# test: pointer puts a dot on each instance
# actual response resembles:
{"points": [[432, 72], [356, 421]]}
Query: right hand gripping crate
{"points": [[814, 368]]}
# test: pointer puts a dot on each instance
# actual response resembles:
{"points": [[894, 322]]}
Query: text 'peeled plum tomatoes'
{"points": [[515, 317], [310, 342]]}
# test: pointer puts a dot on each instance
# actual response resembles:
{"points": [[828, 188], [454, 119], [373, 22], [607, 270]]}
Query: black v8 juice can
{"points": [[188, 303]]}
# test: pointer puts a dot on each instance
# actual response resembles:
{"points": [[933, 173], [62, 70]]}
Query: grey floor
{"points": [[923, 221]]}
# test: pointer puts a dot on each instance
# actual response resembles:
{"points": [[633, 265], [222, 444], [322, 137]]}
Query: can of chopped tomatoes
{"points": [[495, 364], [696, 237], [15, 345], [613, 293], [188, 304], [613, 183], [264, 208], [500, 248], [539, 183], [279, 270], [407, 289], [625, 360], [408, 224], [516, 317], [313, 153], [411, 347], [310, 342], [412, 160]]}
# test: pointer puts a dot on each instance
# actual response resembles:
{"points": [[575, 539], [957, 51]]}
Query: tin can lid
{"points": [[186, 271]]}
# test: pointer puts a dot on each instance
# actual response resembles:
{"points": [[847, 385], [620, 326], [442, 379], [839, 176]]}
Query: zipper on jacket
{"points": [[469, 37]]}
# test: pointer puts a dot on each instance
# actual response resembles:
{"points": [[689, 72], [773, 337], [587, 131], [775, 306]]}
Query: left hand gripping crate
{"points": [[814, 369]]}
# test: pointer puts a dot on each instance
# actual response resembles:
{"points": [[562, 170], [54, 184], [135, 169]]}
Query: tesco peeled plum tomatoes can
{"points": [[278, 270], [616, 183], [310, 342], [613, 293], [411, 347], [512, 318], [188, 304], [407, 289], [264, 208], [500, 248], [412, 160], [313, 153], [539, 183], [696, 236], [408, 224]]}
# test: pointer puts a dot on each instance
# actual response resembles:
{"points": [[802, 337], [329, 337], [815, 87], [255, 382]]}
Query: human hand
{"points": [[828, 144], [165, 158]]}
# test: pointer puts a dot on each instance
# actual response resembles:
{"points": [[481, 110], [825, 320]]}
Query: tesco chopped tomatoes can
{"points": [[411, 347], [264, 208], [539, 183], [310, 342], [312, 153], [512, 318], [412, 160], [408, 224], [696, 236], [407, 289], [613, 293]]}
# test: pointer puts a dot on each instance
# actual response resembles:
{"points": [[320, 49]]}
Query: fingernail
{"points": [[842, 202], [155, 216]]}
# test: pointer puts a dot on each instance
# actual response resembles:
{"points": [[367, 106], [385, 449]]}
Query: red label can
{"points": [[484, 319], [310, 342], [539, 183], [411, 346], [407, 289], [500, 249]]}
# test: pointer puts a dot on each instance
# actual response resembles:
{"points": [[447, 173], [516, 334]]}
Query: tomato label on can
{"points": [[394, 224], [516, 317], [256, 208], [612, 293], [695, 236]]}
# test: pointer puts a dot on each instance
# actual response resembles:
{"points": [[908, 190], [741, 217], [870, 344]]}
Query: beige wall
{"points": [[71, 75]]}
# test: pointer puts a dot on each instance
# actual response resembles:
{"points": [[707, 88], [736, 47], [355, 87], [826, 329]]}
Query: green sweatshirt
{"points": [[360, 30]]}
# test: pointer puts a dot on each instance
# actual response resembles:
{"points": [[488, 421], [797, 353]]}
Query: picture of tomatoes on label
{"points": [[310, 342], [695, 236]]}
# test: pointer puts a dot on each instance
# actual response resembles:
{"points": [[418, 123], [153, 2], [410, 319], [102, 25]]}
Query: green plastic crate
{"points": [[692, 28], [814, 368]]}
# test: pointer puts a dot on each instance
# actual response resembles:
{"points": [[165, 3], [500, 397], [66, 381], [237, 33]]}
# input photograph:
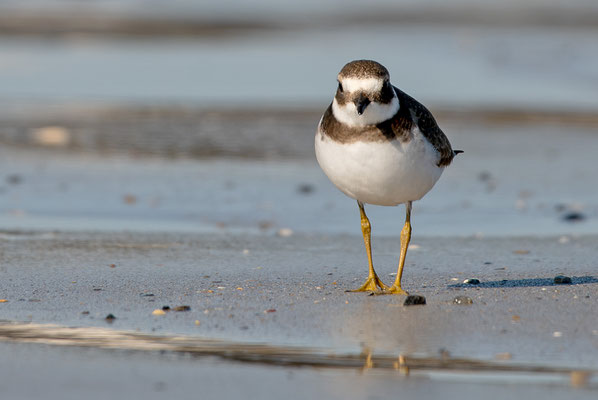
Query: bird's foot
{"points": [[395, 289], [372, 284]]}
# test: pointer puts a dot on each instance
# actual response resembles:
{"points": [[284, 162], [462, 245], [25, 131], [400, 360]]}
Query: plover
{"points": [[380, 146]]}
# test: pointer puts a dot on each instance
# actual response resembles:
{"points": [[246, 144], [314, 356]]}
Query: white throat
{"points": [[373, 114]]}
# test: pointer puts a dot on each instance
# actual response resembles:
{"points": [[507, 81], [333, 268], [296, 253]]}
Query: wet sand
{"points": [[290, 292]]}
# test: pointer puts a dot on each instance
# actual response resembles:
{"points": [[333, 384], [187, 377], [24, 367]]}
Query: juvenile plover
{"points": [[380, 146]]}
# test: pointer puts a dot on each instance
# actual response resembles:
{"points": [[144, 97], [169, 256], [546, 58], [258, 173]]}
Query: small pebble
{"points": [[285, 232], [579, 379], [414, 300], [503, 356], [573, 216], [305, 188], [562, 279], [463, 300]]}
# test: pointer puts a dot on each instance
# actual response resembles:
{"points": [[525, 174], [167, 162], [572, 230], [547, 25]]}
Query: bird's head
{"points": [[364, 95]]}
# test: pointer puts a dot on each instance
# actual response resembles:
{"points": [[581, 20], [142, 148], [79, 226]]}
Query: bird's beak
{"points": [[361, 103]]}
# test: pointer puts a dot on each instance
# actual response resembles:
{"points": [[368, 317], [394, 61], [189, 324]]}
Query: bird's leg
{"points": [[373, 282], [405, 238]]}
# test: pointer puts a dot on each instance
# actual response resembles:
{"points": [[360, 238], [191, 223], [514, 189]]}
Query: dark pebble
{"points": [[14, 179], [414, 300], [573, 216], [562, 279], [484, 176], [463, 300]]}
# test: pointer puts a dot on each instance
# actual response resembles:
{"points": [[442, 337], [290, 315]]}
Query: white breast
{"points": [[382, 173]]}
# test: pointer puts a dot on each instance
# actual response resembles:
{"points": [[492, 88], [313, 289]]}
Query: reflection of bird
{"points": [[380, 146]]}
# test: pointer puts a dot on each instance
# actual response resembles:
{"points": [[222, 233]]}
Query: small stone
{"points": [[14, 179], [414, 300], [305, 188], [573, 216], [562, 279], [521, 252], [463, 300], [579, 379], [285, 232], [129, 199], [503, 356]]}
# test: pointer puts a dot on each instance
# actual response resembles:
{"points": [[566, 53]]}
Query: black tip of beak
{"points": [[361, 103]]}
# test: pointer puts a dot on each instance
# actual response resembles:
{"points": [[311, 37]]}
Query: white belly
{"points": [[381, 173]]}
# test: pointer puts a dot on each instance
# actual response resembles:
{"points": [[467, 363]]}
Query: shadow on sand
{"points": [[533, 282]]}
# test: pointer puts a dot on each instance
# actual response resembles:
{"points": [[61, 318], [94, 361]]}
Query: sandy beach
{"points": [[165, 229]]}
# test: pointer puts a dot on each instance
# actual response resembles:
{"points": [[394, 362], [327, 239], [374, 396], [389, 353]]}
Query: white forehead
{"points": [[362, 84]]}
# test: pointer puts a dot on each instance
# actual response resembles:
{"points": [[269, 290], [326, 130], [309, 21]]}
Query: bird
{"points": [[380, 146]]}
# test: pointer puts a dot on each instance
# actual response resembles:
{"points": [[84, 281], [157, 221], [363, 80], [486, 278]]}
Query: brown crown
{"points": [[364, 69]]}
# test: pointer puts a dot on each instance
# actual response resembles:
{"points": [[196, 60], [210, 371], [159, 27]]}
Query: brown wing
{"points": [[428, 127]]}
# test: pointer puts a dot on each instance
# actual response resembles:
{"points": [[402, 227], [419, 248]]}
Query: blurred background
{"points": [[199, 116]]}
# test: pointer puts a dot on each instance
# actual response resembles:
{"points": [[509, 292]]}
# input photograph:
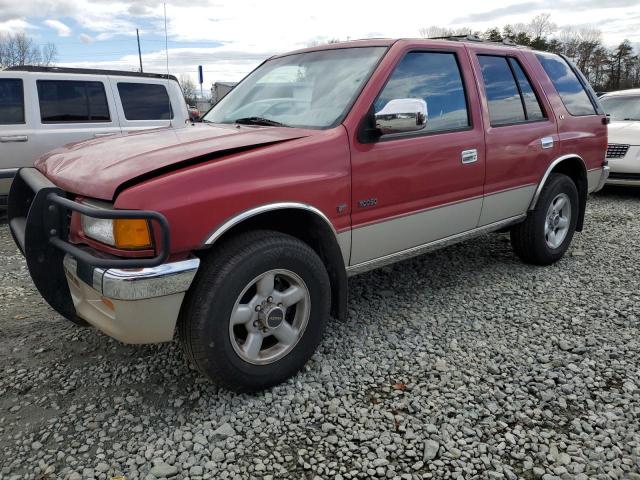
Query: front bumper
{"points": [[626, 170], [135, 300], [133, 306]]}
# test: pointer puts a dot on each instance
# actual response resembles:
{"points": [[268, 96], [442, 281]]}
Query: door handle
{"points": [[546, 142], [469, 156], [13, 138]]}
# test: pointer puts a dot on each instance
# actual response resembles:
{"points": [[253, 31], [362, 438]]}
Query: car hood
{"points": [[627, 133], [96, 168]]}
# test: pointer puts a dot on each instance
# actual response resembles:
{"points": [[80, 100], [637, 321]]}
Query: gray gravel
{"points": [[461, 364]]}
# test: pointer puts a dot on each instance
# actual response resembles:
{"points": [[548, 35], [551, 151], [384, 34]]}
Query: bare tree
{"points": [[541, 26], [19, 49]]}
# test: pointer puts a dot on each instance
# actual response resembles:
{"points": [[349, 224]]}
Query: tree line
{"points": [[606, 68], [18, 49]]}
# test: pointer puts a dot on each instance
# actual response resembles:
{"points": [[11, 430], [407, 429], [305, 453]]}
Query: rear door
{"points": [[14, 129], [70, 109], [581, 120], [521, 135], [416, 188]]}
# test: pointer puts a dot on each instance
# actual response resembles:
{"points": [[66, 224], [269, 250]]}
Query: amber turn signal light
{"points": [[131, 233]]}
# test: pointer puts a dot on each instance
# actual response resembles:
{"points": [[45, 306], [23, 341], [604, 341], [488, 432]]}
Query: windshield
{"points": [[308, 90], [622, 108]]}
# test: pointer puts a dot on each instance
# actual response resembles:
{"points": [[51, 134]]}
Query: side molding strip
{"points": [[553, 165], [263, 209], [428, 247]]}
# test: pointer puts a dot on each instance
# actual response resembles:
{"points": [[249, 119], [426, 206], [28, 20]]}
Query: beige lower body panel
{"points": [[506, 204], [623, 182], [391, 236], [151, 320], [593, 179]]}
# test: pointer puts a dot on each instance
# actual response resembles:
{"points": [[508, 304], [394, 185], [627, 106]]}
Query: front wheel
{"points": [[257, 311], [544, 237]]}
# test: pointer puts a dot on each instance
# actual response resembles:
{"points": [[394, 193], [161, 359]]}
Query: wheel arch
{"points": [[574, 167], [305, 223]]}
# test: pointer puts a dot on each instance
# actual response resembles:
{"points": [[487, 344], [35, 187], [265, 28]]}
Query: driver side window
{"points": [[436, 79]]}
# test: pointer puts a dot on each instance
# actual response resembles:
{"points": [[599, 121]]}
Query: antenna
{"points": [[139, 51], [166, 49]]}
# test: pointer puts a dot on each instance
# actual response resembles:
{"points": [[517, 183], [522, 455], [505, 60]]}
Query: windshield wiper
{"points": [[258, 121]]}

= = = = =

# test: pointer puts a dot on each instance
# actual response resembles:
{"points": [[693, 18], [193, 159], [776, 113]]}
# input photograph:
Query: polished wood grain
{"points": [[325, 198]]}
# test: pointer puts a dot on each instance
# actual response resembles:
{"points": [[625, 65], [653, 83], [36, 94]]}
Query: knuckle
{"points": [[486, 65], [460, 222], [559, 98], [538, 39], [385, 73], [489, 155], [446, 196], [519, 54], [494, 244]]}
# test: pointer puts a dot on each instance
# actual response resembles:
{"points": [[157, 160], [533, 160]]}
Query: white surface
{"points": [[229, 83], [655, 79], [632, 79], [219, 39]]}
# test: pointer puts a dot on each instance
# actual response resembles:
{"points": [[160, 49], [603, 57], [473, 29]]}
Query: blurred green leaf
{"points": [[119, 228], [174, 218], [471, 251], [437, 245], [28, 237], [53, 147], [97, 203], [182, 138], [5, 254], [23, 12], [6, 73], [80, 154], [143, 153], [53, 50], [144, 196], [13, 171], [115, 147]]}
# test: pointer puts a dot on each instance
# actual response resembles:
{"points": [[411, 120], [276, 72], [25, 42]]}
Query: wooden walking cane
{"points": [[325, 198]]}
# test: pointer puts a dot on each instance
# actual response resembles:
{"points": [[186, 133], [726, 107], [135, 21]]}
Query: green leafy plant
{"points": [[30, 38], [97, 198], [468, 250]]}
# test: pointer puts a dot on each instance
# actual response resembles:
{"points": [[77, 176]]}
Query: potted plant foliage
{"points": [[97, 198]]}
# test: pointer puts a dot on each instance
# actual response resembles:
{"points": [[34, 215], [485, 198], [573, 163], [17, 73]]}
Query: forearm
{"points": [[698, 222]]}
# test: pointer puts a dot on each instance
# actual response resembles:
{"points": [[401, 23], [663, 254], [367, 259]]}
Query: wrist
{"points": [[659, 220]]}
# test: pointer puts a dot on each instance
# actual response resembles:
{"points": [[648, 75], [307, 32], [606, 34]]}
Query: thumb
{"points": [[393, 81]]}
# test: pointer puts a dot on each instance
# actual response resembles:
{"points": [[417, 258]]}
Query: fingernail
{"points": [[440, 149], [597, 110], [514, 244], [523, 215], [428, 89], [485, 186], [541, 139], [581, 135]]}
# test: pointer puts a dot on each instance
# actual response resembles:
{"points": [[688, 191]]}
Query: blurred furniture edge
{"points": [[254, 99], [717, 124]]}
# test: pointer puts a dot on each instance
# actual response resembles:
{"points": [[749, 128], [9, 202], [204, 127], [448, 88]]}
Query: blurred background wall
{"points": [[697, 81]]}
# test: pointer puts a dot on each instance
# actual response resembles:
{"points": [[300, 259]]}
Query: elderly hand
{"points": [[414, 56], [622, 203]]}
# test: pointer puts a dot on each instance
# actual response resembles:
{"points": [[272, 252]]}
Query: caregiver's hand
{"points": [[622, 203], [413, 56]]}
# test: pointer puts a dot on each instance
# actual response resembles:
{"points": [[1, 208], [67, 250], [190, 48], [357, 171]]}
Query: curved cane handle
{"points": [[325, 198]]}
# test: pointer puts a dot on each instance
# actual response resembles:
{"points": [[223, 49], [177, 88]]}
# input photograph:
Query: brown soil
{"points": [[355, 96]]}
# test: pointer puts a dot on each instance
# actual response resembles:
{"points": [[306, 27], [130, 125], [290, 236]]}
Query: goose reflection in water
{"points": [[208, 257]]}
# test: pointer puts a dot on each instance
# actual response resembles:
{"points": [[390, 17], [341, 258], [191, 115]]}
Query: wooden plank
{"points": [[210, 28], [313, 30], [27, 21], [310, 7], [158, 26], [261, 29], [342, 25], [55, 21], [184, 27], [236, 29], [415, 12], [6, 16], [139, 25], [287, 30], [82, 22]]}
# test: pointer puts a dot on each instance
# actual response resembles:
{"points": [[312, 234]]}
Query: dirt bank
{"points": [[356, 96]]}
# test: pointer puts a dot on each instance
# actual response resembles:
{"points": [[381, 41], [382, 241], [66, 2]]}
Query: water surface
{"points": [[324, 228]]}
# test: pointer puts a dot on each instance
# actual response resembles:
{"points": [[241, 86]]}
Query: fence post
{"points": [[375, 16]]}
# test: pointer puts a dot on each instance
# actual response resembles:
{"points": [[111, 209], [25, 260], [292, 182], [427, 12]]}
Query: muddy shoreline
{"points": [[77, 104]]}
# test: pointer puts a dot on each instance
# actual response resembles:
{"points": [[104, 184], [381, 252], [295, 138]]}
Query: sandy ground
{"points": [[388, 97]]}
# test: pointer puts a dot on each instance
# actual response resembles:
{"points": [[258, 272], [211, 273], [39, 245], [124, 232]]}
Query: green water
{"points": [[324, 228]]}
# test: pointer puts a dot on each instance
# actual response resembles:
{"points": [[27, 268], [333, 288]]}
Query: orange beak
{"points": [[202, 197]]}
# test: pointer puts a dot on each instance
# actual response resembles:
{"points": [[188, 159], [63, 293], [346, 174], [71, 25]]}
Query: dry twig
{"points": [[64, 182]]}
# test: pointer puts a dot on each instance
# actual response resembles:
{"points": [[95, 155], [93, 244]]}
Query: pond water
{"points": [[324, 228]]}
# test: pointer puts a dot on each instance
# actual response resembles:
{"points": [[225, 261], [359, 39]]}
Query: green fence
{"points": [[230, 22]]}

= = = = =

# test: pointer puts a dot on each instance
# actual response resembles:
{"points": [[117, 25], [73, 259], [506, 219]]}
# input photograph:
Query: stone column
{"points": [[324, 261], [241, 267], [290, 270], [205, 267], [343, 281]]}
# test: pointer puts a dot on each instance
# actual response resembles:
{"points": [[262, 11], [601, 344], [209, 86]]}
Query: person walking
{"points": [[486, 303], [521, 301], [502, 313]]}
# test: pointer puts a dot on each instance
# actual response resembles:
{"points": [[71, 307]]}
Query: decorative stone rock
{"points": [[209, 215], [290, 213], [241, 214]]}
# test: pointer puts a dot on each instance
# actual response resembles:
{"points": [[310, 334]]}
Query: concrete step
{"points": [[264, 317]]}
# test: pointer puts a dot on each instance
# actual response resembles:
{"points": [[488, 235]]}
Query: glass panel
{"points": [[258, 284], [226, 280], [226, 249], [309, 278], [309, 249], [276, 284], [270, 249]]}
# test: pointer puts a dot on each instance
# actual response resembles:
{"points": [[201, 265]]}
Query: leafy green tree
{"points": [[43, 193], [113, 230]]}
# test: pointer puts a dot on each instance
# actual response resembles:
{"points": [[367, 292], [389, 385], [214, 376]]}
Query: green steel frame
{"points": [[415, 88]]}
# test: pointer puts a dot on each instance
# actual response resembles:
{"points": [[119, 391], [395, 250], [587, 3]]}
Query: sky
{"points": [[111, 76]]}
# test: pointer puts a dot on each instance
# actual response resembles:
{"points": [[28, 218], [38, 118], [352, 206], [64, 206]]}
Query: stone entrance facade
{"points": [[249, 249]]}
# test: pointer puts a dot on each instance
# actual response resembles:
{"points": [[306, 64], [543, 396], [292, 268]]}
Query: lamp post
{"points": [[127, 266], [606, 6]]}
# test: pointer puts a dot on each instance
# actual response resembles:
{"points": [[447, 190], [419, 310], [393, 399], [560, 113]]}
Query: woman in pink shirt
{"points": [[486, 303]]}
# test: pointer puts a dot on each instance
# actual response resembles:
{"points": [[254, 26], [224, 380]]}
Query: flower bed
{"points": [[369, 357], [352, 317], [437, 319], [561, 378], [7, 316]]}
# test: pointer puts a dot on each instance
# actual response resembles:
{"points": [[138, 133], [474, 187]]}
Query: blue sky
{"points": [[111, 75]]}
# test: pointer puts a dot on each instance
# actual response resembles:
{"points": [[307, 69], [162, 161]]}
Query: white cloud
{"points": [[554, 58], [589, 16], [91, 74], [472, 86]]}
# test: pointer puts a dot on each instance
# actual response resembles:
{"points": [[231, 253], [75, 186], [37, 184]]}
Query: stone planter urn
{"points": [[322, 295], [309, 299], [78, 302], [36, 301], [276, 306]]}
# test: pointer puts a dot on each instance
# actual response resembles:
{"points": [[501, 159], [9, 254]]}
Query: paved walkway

= = = = =

Goal:
Please pull out every line in the records above that contains the word "plum".

Result of this exercise:
Query: text 'peeled plum tomatoes'
Query: tesco peeled plum tomatoes can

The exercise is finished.